-- Data supplied --
◆ ◆ ◆

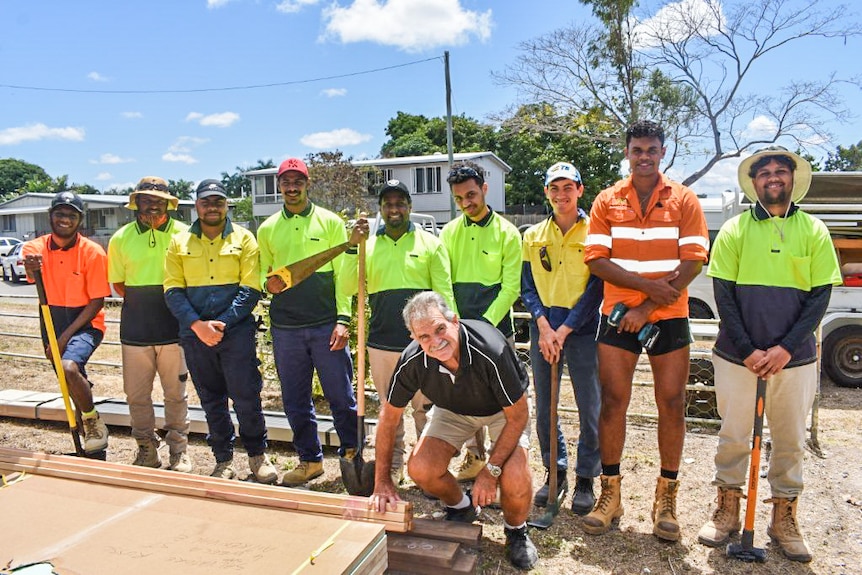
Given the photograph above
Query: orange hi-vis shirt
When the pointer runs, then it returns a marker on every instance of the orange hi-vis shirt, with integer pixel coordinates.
(651, 244)
(72, 277)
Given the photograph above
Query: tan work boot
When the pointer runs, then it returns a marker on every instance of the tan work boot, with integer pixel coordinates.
(180, 462)
(224, 470)
(263, 470)
(725, 518)
(664, 523)
(148, 454)
(470, 467)
(784, 530)
(95, 433)
(303, 473)
(608, 508)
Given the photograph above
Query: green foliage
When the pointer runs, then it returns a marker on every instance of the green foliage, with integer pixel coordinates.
(15, 174)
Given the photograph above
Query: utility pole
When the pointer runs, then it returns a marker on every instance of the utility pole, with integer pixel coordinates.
(452, 210)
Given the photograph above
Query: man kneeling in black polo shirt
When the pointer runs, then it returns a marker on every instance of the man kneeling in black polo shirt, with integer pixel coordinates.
(470, 372)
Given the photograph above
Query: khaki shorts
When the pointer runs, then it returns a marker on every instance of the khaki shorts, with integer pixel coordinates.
(456, 429)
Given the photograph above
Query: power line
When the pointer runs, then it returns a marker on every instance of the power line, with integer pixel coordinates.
(222, 89)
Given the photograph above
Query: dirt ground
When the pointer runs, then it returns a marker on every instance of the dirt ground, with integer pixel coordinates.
(830, 510)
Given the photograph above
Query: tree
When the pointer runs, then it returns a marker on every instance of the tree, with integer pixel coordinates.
(336, 184)
(845, 159)
(688, 68)
(14, 175)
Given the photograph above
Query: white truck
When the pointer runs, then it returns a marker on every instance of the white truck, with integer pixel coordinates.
(835, 198)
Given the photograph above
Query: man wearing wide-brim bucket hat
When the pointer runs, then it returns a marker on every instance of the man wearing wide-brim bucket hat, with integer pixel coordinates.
(149, 332)
(773, 268)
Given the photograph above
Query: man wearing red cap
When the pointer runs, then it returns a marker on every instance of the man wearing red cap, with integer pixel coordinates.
(309, 321)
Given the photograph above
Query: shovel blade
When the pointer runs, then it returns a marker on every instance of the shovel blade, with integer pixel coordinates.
(357, 475)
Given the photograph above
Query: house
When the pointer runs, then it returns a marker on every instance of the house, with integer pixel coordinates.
(26, 216)
(425, 177)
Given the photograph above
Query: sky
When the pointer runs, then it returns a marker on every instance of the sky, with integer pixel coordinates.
(135, 88)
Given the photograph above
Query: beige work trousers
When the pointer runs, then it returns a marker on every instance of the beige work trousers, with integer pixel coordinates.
(382, 364)
(789, 397)
(140, 366)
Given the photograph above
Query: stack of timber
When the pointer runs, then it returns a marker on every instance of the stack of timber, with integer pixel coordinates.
(87, 527)
(435, 547)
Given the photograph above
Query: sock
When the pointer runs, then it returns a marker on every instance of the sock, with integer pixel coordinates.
(465, 503)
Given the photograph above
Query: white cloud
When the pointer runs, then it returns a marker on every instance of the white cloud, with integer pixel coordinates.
(334, 92)
(37, 132)
(292, 6)
(760, 127)
(180, 158)
(411, 25)
(221, 120)
(111, 159)
(334, 139)
(677, 20)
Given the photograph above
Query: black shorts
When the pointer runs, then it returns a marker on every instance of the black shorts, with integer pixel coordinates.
(675, 334)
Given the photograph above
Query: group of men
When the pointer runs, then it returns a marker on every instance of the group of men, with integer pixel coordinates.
(600, 288)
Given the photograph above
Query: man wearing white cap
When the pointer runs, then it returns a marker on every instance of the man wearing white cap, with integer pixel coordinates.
(563, 299)
(773, 268)
(149, 332)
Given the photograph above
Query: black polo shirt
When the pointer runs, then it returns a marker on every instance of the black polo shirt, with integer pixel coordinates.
(489, 377)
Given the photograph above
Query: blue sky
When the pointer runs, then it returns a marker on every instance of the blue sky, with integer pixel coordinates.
(113, 139)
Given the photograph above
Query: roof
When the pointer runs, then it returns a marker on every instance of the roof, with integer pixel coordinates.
(405, 160)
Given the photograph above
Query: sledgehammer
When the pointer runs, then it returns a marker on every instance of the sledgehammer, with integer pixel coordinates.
(745, 549)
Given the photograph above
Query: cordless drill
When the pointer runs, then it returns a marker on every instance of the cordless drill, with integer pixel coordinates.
(648, 334)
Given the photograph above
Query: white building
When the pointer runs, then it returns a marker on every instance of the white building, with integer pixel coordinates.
(425, 177)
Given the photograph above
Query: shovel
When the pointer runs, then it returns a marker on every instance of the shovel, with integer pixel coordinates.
(58, 361)
(745, 549)
(357, 475)
(554, 498)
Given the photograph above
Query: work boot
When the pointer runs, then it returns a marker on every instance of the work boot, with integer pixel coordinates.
(583, 499)
(664, 523)
(262, 469)
(180, 462)
(519, 549)
(95, 433)
(608, 507)
(470, 467)
(725, 518)
(784, 530)
(541, 497)
(148, 454)
(224, 470)
(302, 473)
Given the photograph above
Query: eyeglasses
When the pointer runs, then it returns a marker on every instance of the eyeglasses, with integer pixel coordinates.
(146, 186)
(544, 258)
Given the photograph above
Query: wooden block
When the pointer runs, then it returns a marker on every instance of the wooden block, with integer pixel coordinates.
(463, 533)
(433, 554)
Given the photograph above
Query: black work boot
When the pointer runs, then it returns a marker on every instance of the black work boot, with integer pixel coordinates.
(541, 497)
(519, 549)
(584, 499)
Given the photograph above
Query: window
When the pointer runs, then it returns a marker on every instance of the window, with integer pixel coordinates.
(427, 180)
(374, 180)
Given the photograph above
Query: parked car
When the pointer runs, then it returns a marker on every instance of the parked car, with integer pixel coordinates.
(6, 245)
(13, 264)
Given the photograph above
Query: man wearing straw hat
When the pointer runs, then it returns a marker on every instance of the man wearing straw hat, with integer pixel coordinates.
(149, 332)
(773, 268)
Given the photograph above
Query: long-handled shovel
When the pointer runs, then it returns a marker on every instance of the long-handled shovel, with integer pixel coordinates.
(357, 474)
(58, 361)
(554, 497)
(745, 549)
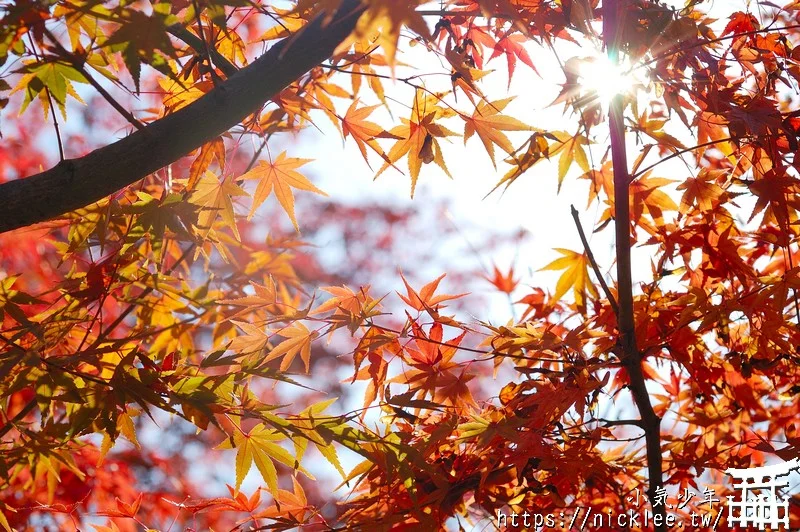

◆ ◆ ◆

-- What this task involves --
Print the records above verbatim, minus any pictures.

-- Solution for this exercise --
Given the photograph above
Query: orange hi-vis shirt
When the pointer runs, then it returns a marker on every instance of the orange hi-vis shirt, with integer pixel coordinates.
(651, 244)
(72, 277)
Given the photograph above
Query: tan work boot
When the pointer runs, then it returns a marker on every instance of the tan work boot, with integer pixel coordinates.
(180, 462)
(224, 470)
(263, 470)
(725, 518)
(664, 523)
(148, 454)
(470, 467)
(784, 530)
(95, 433)
(303, 473)
(608, 508)
Given the photograph above
Query: green foliage
When the pointer runs, then it returns a marker on every instance of the green foliage, with integer pixel coordinates.
(15, 174)
Given the photograph above
Query: utility pole
When the pointer runs, then it returns a marker on every instance of the utility pole, with integer pixel coordinates.
(452, 210)
Given the photograph above
Query: man kneeling in black polo shirt
When the pointer runs, then it returns a marker on every instance of the man kneeling in black polo shirt, with integer pixel coordinates.
(470, 372)
Given the photograph above
Query: khaki shorts
When the pointer runs, then it returns a marker on every instance of the khaki shorts, with integer pixel coordinates.
(456, 429)
Given the photograph above
Query: power line
When the pointer runs, then it returns a marker on every instance of the power line, with integer pixel coordinates.
(222, 89)
Given the photograph above
Query: dirt ground
When the pointer runs, then it returns a marker on every instance of the dirt ground, with integer pixel coordinates.
(830, 510)
Given the photograph above
Query: tree
When the pointer runs, then it returns a marker on every instance of the tree, with integer pixel coordinates.
(336, 184)
(845, 159)
(688, 68)
(14, 175)
Given the photograph above
Query: white truck
When the pointer runs, then it returns a marker on every instance of the white truck, with integer pixel coordinates.
(835, 198)
Given the photograph above
Query: man wearing wide-brim bucket hat
When the pointer runs, then it returns a marker on every instance of the man wearing wide-brim bucket hat, with integer pixel coordinates.
(149, 332)
(773, 268)
Given the photograph above
Query: man wearing red cap
When the pointer runs, then it returns a marker on every instance of the man wearing red cap, with integer pixel coordinates.
(309, 321)
Given the photograph above
Query: shovel blade
When the pointer runs, then it returns a marker on every instance of the shovel blade, with integer pixel coordinates.
(357, 475)
Given the photograph above
Query: house
When the pointer runs, then it returns a marker on every instance of the house, with integer pixel coordinates.
(26, 216)
(425, 177)
Given the photograph above
Query: sky
When the pointer runs, then it returns a marker on every instance of the sky, with integer pixel coordinates.
(135, 88)
Given the photograph above
Query: beige work trousers
When the pointer runs, then it returns a marker on every instance of the beige work trousers, with integer pixel coordinates.
(382, 364)
(789, 397)
(140, 366)
Given the photograph above
Query: stack of timber
When the pointer runs, then it returns a marker on every instance of the stack of timber, with integer pixel coordinates.
(87, 527)
(435, 547)
Given the photograph above
Query: sock
When the pointer runs, then it returns a marker on every instance of the sock, with integer pixel coordinates.
(465, 503)
Given the photograph above
Query: white cloud
When the pointer runs, then it returns a marker on every instance of the white cloud, with integer pixel coordinates.
(334, 92)
(37, 132)
(292, 6)
(760, 127)
(180, 158)
(411, 25)
(221, 120)
(111, 159)
(334, 139)
(677, 20)
Given the photograph above
Query: black shorts
When the pointer runs, then it returns a marker on every instance of the black shorts, with integer pixel coordinates.
(675, 334)
Given the photograph above
Query: group of men
When the pointer runs, then it returns a marker on every instance of the group of men, with integer pixel coordinates.
(600, 288)
Given the photograph above
Query: man wearing white cap
When the pointer runs, then it returns a marker on every instance of the man wearing white cap, with integer pixel coordinates.
(563, 299)
(773, 268)
(149, 332)
Given the photograph above
Query: black polo shirt
When the pointer runs, then it returns a marker on every instance of the black polo shirt, with integer pixel coordinates.
(489, 377)
Given the photograph above
Query: blue sky
When the pointer runs, then it returns a marker on every instance of the blue sky, with integer pixel coordinates.
(113, 139)
Given the photograph above
Query: roof
When the pointer runs, then it returns a marker on every instance of the roof, with integer pixel coordinates.
(405, 160)
Given the photograph above
Query: sledgehammer
When the pointer runs, then it returns a marker on every instance of the sledgehammer, with integer pixel coordinates.
(745, 549)
Given the photograph above
Query: cordless drill
When the pointer runs, then it returns a marker on every instance of the cordless drill, with integer pixel coordinates.
(648, 334)
Given the photograph above
Query: white building
When the pointer runs, then it returns a marker on every instance of the white building, with integer pixel coordinates.
(425, 177)
Given the photograph above
Query: shovel
When the pointer runs, then it returns a marker on every instance of the shovel, with integer pixel coordinates.
(58, 361)
(745, 549)
(357, 475)
(554, 498)
Given the photograph above
Query: work boot
When the pointer runs, then it returns a marker on every instance of the work boot, with integer pixel coordinates.
(583, 499)
(664, 523)
(262, 469)
(180, 462)
(519, 549)
(95, 433)
(608, 507)
(470, 467)
(725, 518)
(784, 530)
(541, 497)
(148, 454)
(224, 470)
(302, 473)
Given the photograph above
Query: eyeglasses
When the pointer runs, then it returns a marker on every instance of the eyeglasses, with integer pixel coordinates.
(146, 186)
(544, 258)
Given the photograph above
Query: wooden block
When the pointer runs, then it returns a marker on every instance of the wooden block, with integer pixel coordinates.
(463, 533)
(433, 554)
Given the photograph above
Query: black work boot
When the pointer runs, then it returns a marker on every instance of the black work boot, with integer pixel coordinates.
(541, 497)
(519, 549)
(584, 499)
Given the photograph above
Query: window
When the pointer runs, then it returns a marker on every instance of the window, with integer pixel coordinates.
(427, 180)
(374, 180)
Given the photograph above
Query: parked car
When the pointer runs, then it returns a marker on every instance of the parked car, with integer pixel coordinates.
(6, 245)
(13, 264)
Given the photograph above
Query: man wearing straw hat
When the pointer runs, then it returns a marker on every instance of the man wearing straw hat, with integer pixel coordinates.
(149, 332)
(773, 268)
Given the photograph above
Query: long-handled shovel
When the pointer runs, then it returns a marker on every instance of the long-handled shovel, with integer pixel coordinates.
(357, 474)
(58, 361)
(554, 497)
(745, 549)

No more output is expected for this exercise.